• **PAGE EXCERPT**
I know some of the reasons why my pregnancies were tough - hypermobility, for example, lack of good, nutritious food, stress poor choice of father, but other problems, no idea at all, they just were.
I certainly had an easier pregnancy with the second in terms of sickness, probably because my nutrition was better to begin with, so I could physically handle not being able to eat for a while, but I didn't actually have the brief period from 28-34 weeks where I felt really good that I did with the first, I had more backpain (much bigger baby in a different position and no money for an osteopath experienced in treating pregnancy related pain safely), surgical adhesions snapping for weeks as I grew bigger, I caught horrendous chickenpox that put me on oxygen and was really unwell afterwards for weeks until I began developing pre eclampsia in the last couple of weeks (also in a heatwave, which really didn't help).
But I was far, far healthier after birth with the second - I only started a massive flare of arthritis after about 9 months, instead of almost the second the first was born (but was dismissed by HCPs as being depressed).

• **DATA SHOWN**
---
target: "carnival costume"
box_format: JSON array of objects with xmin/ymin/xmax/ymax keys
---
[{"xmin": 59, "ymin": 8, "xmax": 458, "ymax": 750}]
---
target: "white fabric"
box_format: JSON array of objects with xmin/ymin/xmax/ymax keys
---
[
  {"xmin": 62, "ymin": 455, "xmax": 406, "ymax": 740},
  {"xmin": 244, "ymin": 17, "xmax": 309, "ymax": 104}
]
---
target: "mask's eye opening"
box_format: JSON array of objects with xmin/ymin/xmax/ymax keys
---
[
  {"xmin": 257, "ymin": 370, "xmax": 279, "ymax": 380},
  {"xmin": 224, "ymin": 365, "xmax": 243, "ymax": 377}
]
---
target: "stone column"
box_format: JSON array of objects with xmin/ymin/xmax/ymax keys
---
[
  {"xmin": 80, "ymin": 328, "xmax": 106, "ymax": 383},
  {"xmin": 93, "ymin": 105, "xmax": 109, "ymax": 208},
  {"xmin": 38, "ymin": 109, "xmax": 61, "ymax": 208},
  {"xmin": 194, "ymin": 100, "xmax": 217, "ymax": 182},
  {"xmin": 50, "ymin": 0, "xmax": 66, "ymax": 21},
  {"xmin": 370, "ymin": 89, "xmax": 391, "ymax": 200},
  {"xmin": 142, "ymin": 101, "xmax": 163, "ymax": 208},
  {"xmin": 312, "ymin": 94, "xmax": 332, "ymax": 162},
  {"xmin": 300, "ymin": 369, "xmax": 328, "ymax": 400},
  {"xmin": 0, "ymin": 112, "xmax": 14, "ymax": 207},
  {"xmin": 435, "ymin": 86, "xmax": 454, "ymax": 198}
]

• **WHAT YOU WILL DO**
a: Summarize the account of the two pregnancies in two sentences.
b: Answer these questions from the account of the two pregnancies:
(i) Which cause is named first among the known reasons the pregnancies were difficult?
(ii) What illness during the second pregnancy put the writer on oxygen?
(iii) About how many months after the second birth did the massive arthritis flare begin?

• **RESPONSE LIST**
a: The writer attributes some of the difficulty of the pregnancies to hypermobility, a lack of good, nutritious food, stress and a poor choice of father, while other problems had no known cause. The second pregnancy involved less sickness but brought more back pain, severe chickenpox and developing pre-eclampsia, yet the writer was far healthier after that birth, with a major arthritis flare beginning only after about nine months rather than almost immediately.

b:
(i) Hypermobility.
(ii) Chickenpox.
(iii) About nine months.